TASK DESCRIPTION >> Exactly the lines below from the one with "of the bahia" up to and including the one with "of the awning" make up the answer, with nothing else added.

WORKING DATA >>
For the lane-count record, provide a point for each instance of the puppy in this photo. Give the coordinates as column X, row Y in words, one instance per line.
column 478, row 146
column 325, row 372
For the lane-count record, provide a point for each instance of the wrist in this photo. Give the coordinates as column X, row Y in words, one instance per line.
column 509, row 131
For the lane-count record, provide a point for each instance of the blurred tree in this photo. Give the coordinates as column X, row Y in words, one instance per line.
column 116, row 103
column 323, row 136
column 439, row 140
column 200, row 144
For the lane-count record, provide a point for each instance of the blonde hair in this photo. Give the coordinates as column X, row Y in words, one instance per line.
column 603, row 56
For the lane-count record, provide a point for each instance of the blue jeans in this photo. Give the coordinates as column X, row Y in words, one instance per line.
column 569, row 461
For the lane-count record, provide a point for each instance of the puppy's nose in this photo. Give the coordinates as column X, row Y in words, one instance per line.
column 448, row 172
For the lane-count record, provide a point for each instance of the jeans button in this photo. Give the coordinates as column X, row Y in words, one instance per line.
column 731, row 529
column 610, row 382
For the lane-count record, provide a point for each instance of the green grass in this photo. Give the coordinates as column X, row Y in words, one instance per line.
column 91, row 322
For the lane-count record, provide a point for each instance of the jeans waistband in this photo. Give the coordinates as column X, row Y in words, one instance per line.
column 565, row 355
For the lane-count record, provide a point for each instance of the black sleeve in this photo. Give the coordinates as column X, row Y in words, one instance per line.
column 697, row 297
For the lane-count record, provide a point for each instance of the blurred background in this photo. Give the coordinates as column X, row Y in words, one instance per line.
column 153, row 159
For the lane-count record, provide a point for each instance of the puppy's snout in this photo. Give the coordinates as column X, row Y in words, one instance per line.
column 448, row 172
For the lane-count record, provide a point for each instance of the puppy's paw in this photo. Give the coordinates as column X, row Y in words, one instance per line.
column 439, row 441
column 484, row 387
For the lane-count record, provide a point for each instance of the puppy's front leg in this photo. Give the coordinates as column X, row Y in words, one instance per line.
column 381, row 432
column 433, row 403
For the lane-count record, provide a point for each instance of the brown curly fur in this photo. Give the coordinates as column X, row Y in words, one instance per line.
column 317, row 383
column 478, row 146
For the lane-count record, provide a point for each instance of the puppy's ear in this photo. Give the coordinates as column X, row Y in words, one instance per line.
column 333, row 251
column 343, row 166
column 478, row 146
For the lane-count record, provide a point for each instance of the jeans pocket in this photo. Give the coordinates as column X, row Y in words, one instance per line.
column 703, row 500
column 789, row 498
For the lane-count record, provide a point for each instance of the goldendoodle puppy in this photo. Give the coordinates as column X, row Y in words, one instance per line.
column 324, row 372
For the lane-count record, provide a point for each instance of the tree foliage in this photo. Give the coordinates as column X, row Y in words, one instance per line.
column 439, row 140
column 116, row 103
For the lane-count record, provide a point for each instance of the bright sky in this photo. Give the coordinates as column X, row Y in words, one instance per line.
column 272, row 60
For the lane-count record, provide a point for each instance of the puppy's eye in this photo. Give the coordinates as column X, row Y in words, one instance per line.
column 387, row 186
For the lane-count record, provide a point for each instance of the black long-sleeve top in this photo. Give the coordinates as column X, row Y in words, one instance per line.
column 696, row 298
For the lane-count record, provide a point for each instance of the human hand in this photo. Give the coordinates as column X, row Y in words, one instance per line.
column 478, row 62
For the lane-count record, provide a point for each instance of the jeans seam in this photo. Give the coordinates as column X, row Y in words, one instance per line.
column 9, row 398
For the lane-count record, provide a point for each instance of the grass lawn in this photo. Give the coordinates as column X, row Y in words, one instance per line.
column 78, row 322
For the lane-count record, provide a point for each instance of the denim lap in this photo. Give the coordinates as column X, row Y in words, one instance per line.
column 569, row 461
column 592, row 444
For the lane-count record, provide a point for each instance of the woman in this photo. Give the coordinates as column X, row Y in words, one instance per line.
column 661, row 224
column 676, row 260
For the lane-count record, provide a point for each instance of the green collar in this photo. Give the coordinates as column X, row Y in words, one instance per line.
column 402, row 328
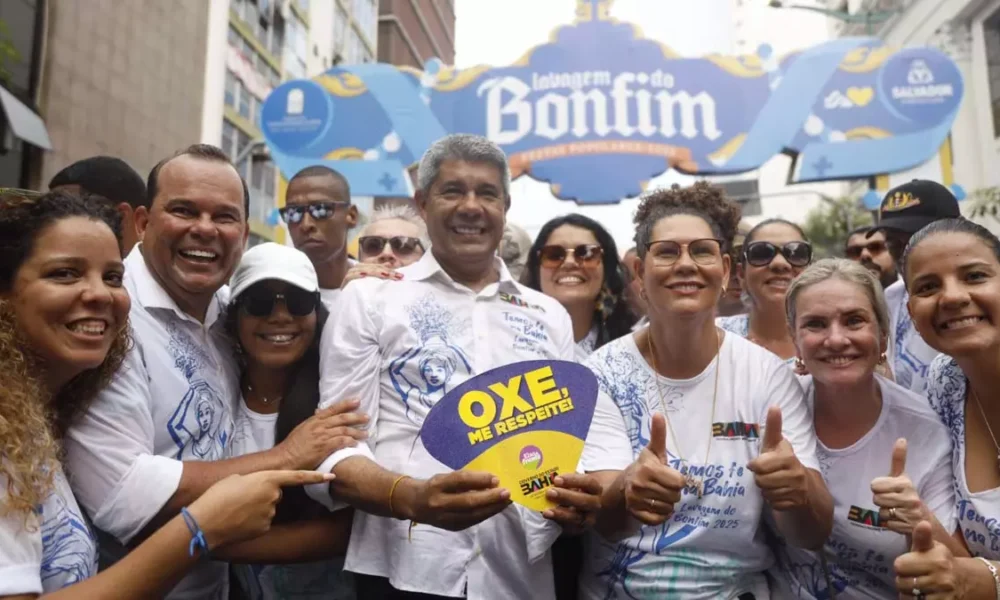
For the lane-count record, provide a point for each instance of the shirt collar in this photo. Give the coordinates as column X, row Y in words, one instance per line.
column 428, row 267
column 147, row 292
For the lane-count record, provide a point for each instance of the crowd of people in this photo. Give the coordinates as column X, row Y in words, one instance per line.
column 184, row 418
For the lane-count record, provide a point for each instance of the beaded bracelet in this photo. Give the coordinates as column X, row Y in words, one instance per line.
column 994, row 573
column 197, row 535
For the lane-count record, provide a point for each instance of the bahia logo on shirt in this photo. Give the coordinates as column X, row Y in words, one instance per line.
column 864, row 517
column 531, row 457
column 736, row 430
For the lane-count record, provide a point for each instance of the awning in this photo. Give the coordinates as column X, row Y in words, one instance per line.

...

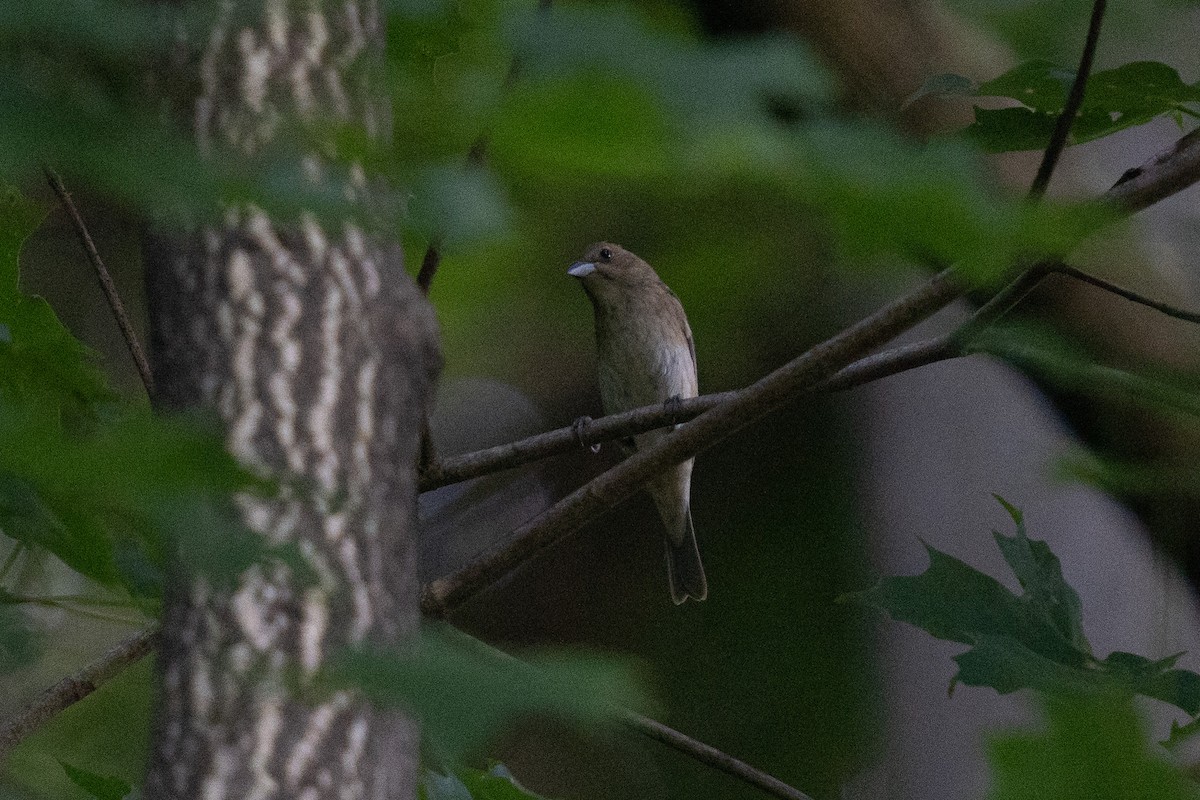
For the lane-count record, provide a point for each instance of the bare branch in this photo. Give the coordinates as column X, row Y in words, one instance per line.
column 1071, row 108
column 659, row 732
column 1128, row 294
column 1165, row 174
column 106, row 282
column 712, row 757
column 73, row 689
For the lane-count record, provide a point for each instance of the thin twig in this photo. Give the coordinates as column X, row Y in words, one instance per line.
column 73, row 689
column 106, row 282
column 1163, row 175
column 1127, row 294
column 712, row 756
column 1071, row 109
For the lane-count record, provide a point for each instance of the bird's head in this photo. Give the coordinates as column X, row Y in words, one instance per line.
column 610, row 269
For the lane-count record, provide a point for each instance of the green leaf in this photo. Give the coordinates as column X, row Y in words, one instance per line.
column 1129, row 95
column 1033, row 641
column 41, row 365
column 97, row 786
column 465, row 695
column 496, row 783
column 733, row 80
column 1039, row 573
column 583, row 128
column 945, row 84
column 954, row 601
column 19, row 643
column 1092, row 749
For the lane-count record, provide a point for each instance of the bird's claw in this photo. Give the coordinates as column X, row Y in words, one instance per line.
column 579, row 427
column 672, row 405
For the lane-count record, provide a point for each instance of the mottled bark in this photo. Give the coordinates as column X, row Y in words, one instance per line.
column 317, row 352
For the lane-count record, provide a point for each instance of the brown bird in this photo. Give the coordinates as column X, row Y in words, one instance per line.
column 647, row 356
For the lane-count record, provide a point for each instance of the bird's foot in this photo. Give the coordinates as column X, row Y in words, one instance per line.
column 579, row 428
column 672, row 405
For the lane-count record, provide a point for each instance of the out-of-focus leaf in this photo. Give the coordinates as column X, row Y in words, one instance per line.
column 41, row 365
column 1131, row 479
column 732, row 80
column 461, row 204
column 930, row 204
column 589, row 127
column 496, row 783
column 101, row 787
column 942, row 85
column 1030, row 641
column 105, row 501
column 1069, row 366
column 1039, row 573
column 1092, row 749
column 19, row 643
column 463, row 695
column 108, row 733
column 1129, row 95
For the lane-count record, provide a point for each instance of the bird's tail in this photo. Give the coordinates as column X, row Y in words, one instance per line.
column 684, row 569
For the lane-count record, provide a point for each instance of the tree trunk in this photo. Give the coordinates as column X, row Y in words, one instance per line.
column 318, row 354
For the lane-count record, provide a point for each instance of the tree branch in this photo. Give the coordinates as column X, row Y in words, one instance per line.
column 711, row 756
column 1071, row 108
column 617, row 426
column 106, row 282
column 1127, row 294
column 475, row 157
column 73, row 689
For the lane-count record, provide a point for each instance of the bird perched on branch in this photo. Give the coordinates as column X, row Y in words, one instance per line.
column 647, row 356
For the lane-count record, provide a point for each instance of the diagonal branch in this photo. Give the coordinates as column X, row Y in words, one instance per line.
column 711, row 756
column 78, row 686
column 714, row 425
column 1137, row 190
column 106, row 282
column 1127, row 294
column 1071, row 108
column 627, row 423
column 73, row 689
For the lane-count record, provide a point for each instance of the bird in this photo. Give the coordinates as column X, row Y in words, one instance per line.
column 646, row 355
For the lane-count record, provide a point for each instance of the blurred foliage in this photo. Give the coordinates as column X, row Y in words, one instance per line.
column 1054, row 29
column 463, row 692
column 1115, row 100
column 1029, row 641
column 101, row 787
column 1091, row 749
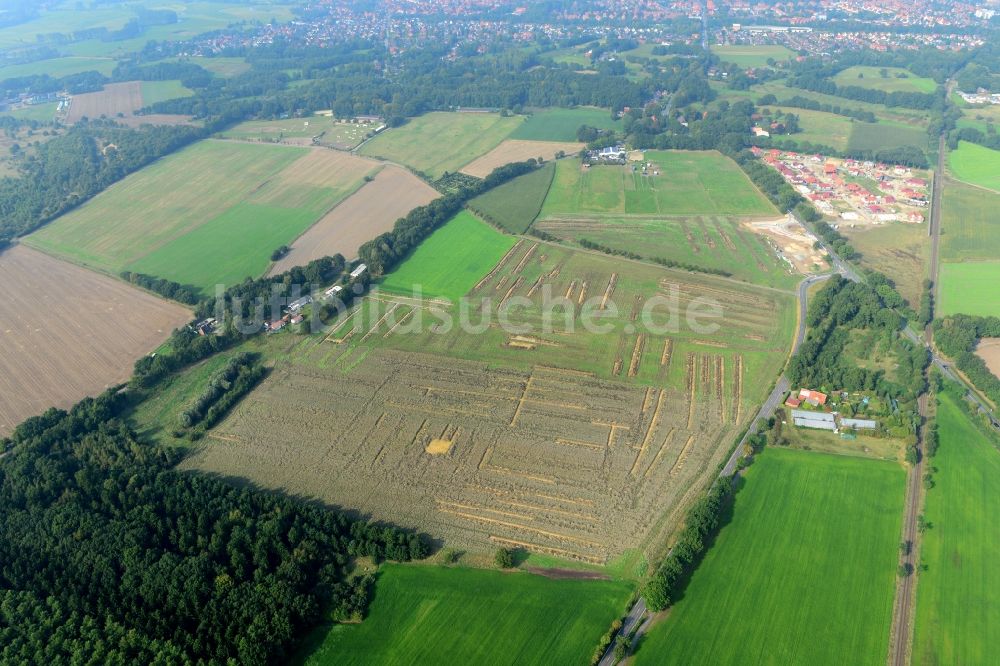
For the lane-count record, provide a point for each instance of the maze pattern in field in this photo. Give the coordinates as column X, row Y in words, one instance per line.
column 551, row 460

RESPONSE >>
For the lane-count record, provide a point for each instance of the bahia logo on shirt in this photo. Give the coordinates as column X, row Y in words, one instance per line.
column 864, row 517
column 531, row 457
column 736, row 430
For the lane-count record, provide a point for each instance of the awning in this photo. Give the coordinates as column X, row Y in words, one instance per line.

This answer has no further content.